Repeat every line below exactly as it reads.

--- STORED ROWS ---

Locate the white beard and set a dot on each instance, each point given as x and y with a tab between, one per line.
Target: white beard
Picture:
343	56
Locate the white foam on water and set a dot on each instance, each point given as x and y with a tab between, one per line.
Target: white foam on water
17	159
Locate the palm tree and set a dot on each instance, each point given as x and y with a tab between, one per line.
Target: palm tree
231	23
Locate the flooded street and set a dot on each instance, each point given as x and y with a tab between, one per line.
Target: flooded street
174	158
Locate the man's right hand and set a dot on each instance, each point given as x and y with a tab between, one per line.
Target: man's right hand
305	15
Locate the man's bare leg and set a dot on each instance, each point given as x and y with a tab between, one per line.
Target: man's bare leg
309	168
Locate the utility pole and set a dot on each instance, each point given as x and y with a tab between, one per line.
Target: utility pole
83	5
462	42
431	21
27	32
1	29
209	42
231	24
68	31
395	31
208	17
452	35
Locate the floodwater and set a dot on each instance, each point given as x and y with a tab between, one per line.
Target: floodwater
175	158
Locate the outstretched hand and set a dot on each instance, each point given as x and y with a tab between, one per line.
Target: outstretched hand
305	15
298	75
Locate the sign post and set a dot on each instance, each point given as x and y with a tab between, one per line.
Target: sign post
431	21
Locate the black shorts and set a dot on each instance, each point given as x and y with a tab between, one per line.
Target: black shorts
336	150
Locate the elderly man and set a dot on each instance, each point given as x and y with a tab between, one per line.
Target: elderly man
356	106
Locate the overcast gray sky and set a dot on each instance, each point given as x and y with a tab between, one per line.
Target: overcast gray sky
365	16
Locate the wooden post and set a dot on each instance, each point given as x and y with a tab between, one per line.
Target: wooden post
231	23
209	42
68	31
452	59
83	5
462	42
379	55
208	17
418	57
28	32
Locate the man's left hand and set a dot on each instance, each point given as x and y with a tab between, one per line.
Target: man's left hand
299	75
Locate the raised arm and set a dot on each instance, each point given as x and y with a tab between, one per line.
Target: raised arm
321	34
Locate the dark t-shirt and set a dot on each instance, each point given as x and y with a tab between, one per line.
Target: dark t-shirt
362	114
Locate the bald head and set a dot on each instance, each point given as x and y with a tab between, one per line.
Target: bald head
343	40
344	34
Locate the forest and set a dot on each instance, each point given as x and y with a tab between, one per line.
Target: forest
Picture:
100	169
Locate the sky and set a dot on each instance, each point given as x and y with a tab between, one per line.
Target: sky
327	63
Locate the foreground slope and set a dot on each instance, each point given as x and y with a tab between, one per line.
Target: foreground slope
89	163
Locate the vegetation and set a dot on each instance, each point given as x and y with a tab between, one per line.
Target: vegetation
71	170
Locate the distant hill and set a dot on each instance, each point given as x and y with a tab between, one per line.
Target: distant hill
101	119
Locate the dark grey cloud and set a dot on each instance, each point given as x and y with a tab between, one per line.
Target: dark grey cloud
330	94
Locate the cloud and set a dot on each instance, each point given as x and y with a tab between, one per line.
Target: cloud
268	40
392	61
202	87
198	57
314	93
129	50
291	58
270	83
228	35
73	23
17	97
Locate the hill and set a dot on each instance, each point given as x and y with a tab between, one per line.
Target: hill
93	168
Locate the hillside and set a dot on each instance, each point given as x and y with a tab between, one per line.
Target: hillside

---

> WRITTEN RESPONSE:
Locate the white beard and set a dot on each instance, each point given as x and y with a tab between, one per line.
Target: white beard
Picture:
343	56
Locate the white foam on water and set a dot on each instance, each point given as x and y with a tab between, one per line.
Target: white foam on water
17	159
Locate the palm tree and set a dot on each instance, each point given as x and y with a tab between, one per line.
Target: palm tree
231	23
Locate the flooded street and set a dot on each instance, each point given as x and y with a tab between, one per line.
Target: flooded street
174	158
Locate the man's right hand and set a dot on each instance, each point given as x and y with a tab between, one per line.
Target: man's right hand
305	15
Locate the man's bare leg and set a dot on each instance, each point given as x and y with a tab between, one per line.
Target: man's bare leg
309	168
Locate the utility pole and set a dot on each instance, each point given as x and y with a tab between, one per line.
Target: utility pole
83	5
462	42
431	21
27	32
1	29
209	42
231	24
68	31
395	31
208	17
452	35
Locate the floodwater and set a dot on each instance, each point given as x and y with a tab between, one per line.
Target: floodwater
175	158
Locate the outstretched hand and set a dot on each instance, each point given as x and y with a tab between, one per line.
Target: outstretched hand
305	15
298	75
Locate the sign post and set a dot on each instance, each point given as x and y with a tab between, one per line.
Target: sign post
431	21
Locate the black shorts and set a dot on each instance, each point given as x and y with a tab between, one per line.
Target: black shorts
336	150
Locate the elderly man and set a dot on each instance, each point given as x and y with a tab between, one per line.
Target: elderly man
356	106
Locate the overcast gray sky and set a dot on each instance, each point given as x and y with a tab between, one per line.
Target: overcast gray sky
365	16
Locate the wooden post and set a dot on each instance, each point given as x and y with a tab between, one per line.
Target: wooden post
231	23
209	42
68	31
452	59
83	5
462	42
379	55
208	17
418	57
28	32
Locate the man's left hand and set a dot on each instance, each point given as x and y with a tab between, one per line.
Target: man's left hand
299	75
Locate the raised arm and set a dot on each instance, each point given as x and y with a tab between, one per line.
Target: raised arm
321	34
Locate the dark t-shirt and set a dot on each instance, each point given as x and y with a tab between, one per line.
Target: dark t-shirt
362	114
Locate the bald head and set a dot on each instance, each point given as x and y with a tab between, one per line.
Target: bald head
343	40
344	34
Locate the forest and set a dot on each instance, each point given as x and y with a tab between, one per line.
Target: forest
Picture:
100	169
Locate the sky and set a dot on each instance, each point given as x and y with a tab between, one per line.
Target: sky
327	63
Locate the foreground slope and set a dot on each instance, each point given as x and y with a tab between, one per line.
Target: foreground slope
89	163
Locate the vegetation and set a dot on each instance, each point given as x and y with a tab between, one per line.
Target: vegetation
71	170
Locate the distant hill and set a dot on each instance, each point given as x and y with a tab between, one per line.
Target: distant hill
101	119
Locate the dark grey cloud and set a dot on each instance, each point given as x and y with a tab between, one per line.
Target: dark grey cloud
330	94
Locate the cloud and set a dot on each instance, each point given as x and y with a tab between, one per line.
Target: cloud
268	40
392	61
202	87
198	57
314	93
129	50
291	58
270	83
228	35
73	23
17	97
Locate the hill and set a dot on each instance, each point given as x and y with a tab between, one per line.
Target: hill
93	168
Locate the hillside and set a dot on each instance, each point given as x and y with a tab between, one per line.
Target: hillside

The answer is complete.